[DOCUMENT EXTRACT]:
What Are ICE Raids?

ICE stands for Immigrant and Customs Enforcement. Recently, ICE has targeted over 2,000 illegal immigrants who have come to the United States. President Donald Trump was well aware of the raids, which were called Operation Border Resolve, days before its execution. The motive of these ICE raids is to send immigrants to jail, either here in the U.S., or back in their home country. ICE raids are a terrible way to handle these immigrants, and we need to come up with a better strategy, one that doesn’t cause people to live in fear. 

Raiding Without Warrants

If ICE doesn’t have a search warrant, they technically aren’t allowed to come into your house without your consent. However, they can still show up at your door and wait for you to come out of your house, which is their current strategy for these raids. Ice’s actions have caused many immigrants to hide inside as a result of pure fear. Consequently, many communities of immigrants have been working to help each other in these situations, by providing food, water, and other needs so that the families can stay safe inside. As reported by the New York Times, one community of immigrants living in an apartment complex in Houston, Texas, refused to answer the door. A woman who lived there, Kaylin Garcia, was the one who warned her neighbors of the ICE agents’ arrival by posting on Facebook. The agents left the undocumented families occupying apartments in her building alone, after waiting for a few minutes with no answer. 

Resemblance To “Pass Raids”

These ICE raids bear a disturbing likeness to the pass laws of apartheid in South Africa. These pass laws were a system created to regulate the movement of black people into white areas of the country, much like the system we have for immigrants in America. With these pass laws, all black South Africans older than sixteen were required to carry a “pass”, which was a small book of reference. If you did not carry your pass, it was not only a crime, but also made it nearly impossible to find work. During this time, roughly 17,745,000 black South Africans were arrested. For both the pass laws and the ICE raids, citizenship laws are being used to ensure control over nonwhite people. As a result, many nonwhite people are not given a chance for citizenship, and are deported out of the country, making it very hard for the immigrants to find a legal way in.

What Happens After?

[PROBLEMS]:
A - In the article on ICE raids, what name was given to the raids?
B - Rewrite the passage of the article on ICE raids starting at "These ICE raids bear" and ending at "What Happens After?", with "disturbing" changed to "troubling".

[DATA EXCERPTS]:

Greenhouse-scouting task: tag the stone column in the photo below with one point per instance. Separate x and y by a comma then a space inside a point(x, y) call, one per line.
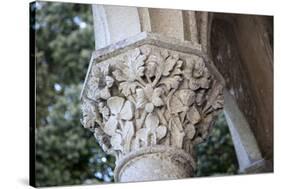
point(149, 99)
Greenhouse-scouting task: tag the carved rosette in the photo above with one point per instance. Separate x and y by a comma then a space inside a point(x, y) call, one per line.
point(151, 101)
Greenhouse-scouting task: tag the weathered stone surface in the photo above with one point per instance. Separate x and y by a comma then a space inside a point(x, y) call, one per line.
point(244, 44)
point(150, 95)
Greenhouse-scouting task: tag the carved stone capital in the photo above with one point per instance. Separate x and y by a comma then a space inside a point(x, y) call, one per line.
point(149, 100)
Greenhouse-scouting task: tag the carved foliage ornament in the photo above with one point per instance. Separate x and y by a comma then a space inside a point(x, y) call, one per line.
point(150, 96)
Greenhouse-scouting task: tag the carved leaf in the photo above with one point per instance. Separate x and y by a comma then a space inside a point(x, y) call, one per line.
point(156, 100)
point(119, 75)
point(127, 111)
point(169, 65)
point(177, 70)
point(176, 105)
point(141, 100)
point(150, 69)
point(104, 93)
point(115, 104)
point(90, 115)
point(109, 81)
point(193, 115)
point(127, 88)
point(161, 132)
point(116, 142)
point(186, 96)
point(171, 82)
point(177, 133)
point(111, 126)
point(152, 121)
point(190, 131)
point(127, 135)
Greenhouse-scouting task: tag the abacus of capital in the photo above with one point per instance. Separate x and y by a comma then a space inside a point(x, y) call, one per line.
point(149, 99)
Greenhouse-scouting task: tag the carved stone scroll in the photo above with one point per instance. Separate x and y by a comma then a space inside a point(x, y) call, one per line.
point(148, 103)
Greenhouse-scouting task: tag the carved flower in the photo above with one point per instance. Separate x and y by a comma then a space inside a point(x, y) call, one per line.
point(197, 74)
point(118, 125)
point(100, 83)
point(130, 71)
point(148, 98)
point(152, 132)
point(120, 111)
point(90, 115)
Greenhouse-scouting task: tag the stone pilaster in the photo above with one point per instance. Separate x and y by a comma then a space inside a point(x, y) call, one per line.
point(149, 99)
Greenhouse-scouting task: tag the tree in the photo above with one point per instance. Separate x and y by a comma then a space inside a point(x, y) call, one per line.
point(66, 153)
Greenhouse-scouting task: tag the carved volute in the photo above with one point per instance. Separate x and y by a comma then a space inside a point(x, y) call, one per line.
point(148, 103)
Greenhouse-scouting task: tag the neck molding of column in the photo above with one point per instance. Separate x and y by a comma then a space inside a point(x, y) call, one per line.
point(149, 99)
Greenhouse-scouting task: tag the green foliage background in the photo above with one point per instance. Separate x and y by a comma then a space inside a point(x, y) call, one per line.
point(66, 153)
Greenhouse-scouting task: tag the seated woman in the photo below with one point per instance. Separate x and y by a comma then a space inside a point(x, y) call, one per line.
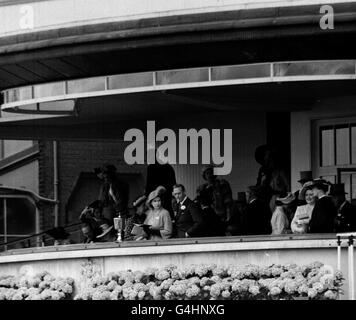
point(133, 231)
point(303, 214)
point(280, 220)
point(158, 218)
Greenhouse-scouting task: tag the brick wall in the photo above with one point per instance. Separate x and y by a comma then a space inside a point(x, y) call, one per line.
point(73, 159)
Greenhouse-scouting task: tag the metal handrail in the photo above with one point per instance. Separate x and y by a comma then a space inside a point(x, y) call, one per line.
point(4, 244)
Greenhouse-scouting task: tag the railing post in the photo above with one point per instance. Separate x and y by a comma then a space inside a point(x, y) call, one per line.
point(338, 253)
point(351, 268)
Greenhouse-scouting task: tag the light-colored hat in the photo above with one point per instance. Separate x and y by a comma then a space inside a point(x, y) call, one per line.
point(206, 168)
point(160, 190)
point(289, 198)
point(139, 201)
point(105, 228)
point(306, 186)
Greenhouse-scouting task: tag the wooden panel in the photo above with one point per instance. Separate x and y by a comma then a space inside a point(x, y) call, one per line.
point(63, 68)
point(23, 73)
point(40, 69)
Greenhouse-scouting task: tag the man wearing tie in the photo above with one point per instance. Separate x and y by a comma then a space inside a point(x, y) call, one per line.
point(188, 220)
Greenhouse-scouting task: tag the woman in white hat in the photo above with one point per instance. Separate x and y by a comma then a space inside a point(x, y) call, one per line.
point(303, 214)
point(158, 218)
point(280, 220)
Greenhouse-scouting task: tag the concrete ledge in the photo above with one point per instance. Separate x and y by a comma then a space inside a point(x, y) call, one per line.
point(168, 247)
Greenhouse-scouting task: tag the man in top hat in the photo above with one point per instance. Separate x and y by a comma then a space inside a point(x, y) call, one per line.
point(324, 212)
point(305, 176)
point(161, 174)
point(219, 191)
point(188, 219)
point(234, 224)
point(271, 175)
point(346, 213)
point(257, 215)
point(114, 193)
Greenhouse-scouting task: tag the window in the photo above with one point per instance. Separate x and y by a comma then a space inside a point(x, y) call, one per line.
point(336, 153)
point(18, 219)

[SOLUTION SET]:
A - Operation Border Resolve

B -
These ICE raids bear a troubling likeness to the pass laws of apartheid in South Africa. These pass laws were a system created to regulate the movement of black people into white areas of the country, much like the system we have for immigrants in America. With these pass laws, all black South Africans older than sixteen were required to carry a “pass”, which was a small book of reference. If you did not carry your pass, it was not only a crime, but also made it nearly impossible to find work. During this time, roughly 17,745,000 black South Africans were arrested. For both the pass laws and the ICE raids, citizenship laws are being used to ensure control over nonwhite people. As a result, many nonwhite people are not given a chance for citizenship, and are deported out of the country, making it very hard for the immigrants to find a legal way in.

What Happens After?